# REQUIREMENT A
Decide whether each statement agrees with the WiSAT announcement, answering yes or no and quoting the deciding words from it: (i) WiSAT was developed by researchers at the Georgia Tech REARLab; (ii) the Rick Hansen Institute provides project management for WiSAT; (iii) WiSAT gives feedback to users through a smartphone app.
# REQUIREMENT B
Write the next part of the WiSAT announcement, picking up after its final sentence.

# EXTRACT PROVIDED
The Coulter Translational Program is excited to announce its funding collaboration with the Rick Hansen Institute (RHI). With funding support from RHI and project management from the Coulter Translational Program, principal investigators Sharon Sonenblum and Stephen Sprigle of the Georgia Tech REARLab are pursuing the commercialization of WiSAT, their Wheelchair In-seat Activity Tracker. Additional funding has been provided by the National Institutes of Health and the Department of Defense.
WiSAT is a seating system for wheelchair users to track activity and receive feedback through a smartphone app to encourage weight shifts and reduce pressure ulcer formation. The Coulter Translational Program will provide mentorship and project management to guide the WiSAT team through commercialization milestones with the goal of bringing this technology out of academia and into the marketplace.
“The Rick Hansen Institute is committed to identifying and supporting innovative research with commercial potential to benefit people with spinal cord injuries, said Bill Barrable, CEO of the Rick Hansen Institute. “Pressure injuries (ulcers) are a debilitating and life-threatening complication; as many as 95% of adults with spinal cord injury will experience at least one in their life time. By partnering with the Coulter Translational Program, we are expanding our regional and national efforts, internationally. We are excited to support Drs. Sonenblum and Sprigle to accelerate commercialization of their WiSAT technology for wheelchairs. This technology is demonstrating real potential to help prevent this serious complication.”

# DATA LISTING
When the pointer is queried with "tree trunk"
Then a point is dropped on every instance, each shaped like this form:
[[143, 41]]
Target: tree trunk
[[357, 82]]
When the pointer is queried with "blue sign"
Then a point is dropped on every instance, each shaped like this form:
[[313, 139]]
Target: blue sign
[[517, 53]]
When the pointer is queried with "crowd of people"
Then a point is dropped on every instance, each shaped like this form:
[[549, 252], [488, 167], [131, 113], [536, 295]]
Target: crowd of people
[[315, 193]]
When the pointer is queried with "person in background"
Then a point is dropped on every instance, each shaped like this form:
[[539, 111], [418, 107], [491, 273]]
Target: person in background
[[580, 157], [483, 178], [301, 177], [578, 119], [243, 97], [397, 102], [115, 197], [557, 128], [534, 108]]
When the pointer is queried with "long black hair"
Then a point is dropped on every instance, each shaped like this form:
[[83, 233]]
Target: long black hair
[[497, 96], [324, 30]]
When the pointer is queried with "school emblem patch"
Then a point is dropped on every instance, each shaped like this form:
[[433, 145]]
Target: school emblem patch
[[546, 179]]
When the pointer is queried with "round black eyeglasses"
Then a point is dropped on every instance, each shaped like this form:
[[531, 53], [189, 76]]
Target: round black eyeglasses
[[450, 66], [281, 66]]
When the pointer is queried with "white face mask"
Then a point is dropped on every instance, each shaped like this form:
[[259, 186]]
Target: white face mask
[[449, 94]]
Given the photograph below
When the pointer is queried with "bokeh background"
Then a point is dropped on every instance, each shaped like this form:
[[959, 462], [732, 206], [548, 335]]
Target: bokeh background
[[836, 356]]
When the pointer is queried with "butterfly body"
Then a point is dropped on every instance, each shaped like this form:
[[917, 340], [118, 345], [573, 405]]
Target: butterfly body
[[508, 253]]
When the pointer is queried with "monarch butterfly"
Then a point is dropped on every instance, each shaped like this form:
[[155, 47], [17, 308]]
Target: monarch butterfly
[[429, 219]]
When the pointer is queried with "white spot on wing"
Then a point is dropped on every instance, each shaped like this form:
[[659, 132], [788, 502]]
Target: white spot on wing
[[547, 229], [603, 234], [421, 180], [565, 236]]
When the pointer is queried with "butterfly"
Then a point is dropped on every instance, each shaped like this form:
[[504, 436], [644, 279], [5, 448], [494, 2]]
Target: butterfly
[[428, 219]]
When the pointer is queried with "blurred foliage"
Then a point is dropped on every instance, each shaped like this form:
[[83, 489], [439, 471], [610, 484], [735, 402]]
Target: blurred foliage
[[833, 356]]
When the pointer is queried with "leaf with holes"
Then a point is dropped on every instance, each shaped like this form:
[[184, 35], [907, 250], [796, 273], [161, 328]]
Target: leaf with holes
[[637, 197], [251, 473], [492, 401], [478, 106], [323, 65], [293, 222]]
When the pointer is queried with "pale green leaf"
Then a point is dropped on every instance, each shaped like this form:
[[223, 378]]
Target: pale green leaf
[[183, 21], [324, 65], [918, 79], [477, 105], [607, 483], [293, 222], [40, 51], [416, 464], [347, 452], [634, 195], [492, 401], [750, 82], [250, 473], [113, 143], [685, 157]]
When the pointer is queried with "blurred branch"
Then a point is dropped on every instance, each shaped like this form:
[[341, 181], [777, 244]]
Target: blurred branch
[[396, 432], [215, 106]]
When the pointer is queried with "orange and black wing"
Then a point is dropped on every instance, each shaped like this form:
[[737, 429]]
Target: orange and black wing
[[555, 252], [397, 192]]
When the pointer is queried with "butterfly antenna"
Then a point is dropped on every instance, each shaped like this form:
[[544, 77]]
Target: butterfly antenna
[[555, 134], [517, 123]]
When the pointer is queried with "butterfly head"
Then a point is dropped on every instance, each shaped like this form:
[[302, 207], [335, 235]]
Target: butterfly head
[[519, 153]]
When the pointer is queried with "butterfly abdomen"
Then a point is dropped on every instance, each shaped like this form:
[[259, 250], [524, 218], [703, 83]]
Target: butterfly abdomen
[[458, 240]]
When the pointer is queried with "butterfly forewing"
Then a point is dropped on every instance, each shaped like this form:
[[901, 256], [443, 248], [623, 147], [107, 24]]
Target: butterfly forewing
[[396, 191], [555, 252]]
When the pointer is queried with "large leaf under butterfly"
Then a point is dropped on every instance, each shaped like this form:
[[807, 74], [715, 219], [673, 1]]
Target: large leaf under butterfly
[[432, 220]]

# RESPONSE A
(i) Yes: "principal investigators Sharon Sonenblum and Stephen Sprigle of the Georgia Tech REARLab are pursuing the commercialization of WiSAT, their Wheelchair In-seat Activity Tracker."
(ii) No: "With funding support from RHI and project management from the Coulter Translational Program"
(iii) Yes: "receive feedback through a smartphone app to encourage weight shifts and reduce pressure ulcer formation"

# RESPONSE B
“The Coulter Translational Program is pleased to grow our commitment to the translation of patient-impacting technologies toward the marketplace through this collaboration with The Rick Hansen Institute,” said Shawna Khouri, managing director of the Coulter Translational Fund. “Their philanthropic translational funding coupled with the Coulter Program’s commercialization expertise provides a critical combination of resources to create viable business opportunities for historically underserved clinical populations, like spinal cord injury and its secondary complications. This partnership with RHI has been invaluable as we work together to progress the WiSAT technology into the commercial sphere.”
The Rick Hansen Institute is a Canadian-based not-for-profit organization that drives innovation in spinal cord injury research and care. Their generous funding for this project, in part with the Canadian Government through Western Economic Diversification Canada, helps support their goal to improve the lives of people living with spinal cord injuries around the world.
The Coulter Translational Program is a partnership with the Wallace H. Coulter Department of Biomedical Engineering at Georgia Tech and Emory University to fund and support the translation of technologies that address an unmet clinical need and will lead to a commercial product. The primary goal of the program is to improve patient care through collaborations between clinicians and engineers to commercialize biomedical technologies. To learn more about the Coulter Translational Program and its funding and partnership opportunities, visit www.coulter.gatech.edu.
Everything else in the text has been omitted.